• Task requirements
Each record must appear in the answer exactly as it does in the data.

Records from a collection
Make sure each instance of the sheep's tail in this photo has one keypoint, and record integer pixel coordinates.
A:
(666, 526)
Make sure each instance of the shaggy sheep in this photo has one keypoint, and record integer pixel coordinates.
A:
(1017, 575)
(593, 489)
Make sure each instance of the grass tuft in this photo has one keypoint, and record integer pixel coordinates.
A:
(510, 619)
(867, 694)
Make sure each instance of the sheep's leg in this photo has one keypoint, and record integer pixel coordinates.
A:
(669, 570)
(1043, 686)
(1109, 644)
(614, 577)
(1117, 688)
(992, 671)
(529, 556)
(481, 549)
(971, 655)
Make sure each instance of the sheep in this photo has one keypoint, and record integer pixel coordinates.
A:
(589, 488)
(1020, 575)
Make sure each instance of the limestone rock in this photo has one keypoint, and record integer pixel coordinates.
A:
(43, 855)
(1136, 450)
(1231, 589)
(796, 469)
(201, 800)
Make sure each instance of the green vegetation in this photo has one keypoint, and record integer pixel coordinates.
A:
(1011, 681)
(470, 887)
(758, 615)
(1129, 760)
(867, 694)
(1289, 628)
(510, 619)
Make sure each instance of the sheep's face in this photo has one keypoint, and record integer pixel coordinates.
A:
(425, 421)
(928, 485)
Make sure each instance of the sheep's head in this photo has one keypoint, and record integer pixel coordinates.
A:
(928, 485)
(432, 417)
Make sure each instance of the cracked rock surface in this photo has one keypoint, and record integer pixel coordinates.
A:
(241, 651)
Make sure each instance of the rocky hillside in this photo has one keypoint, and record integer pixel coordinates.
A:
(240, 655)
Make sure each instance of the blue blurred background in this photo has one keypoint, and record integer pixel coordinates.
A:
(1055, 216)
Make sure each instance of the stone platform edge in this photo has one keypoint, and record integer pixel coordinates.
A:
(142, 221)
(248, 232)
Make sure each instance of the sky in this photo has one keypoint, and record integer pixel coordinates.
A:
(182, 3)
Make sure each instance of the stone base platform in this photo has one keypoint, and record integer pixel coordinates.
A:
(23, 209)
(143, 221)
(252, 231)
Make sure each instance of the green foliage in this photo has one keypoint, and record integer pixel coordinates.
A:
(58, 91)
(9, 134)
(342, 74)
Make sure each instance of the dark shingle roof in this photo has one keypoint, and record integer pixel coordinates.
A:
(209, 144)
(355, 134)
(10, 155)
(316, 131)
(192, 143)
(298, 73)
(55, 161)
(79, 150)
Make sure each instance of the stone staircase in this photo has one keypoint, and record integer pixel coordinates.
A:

• Solved exercise
Make sure each instance of the sheep's tail in this photo has one keypoint, and record integer pixel coordinates.
A:
(666, 526)
Make sure each instance of the shaggy sheep in this photo has one keypoint, and record integer pixel coordinates.
A:
(1017, 575)
(593, 489)
Make sure each instance of the grass tuft in this photo has one keypoint, and record integer pixel coordinates.
A:
(510, 619)
(867, 694)
Make sure each instance of the sheep's leg in this photo has one keypoint, and record integer pixel coordinates.
A:
(669, 570)
(1043, 686)
(1109, 644)
(614, 577)
(1117, 688)
(992, 671)
(529, 556)
(481, 549)
(971, 655)
Make sure each instance of the sheep in this photo has one keypoint, and record integer pixel coordinates.
A:
(589, 488)
(1020, 575)
Make sure each instance of the limestone rock in this photo has one keypoint, and record integer pixel coordinates.
A:
(43, 855)
(1136, 450)
(1231, 589)
(796, 469)
(201, 800)
Make sure each instance of the green vegetation in this photo has one keypoint, and record integer pixel coordinates.
A:
(1011, 681)
(470, 887)
(758, 615)
(1129, 760)
(867, 694)
(1289, 628)
(510, 619)
Make sure each instance of the sheep's face in this photo has one keypoint, and record integer pixel coordinates.
A:
(425, 421)
(928, 485)
Make sure each instance of the sheep's head in this photo has one keypoint, and record integer pixel coordinates.
A:
(928, 485)
(432, 417)
Make sure each instance of the cracked rock surface in this photo has one keypoint, and record integer pixel coordinates.
A:
(241, 651)
Make sure each instance of the rocky hillside in this photo has one keypoint, and record integer pixel coordinates.
A:
(240, 655)
Make sure each instance of the blue blurred background in this photo has one keypoint, and record integer pixel coordinates.
A:
(1055, 216)
Make sure each instance of the stone platform edge in this photo has one keypoint, and record integer pixel coordinates.
A:
(142, 221)
(248, 232)
Make sure each instance of the sky in this photo has one keypoint, and record integer pixel coordinates.
A:
(182, 3)
Make sure each instance of the stone base platform in this photo has one keypoint, and record integer pixel coordinates.
A:
(23, 209)
(143, 221)
(252, 231)
Make sure each instance of the green foliage in this photo has one keypoint, and record integer pixel coordinates.
A:
(58, 91)
(9, 134)
(342, 74)
Make sure each instance of the dark shingle roof in this photo has one keypoint, and record integer pixel coordinates.
A:
(209, 144)
(355, 134)
(10, 155)
(316, 131)
(192, 143)
(298, 73)
(55, 161)
(79, 150)
Make sure each instance of the stone staircase in this photo has one keypoint, and record integer pixel coordinates.
A:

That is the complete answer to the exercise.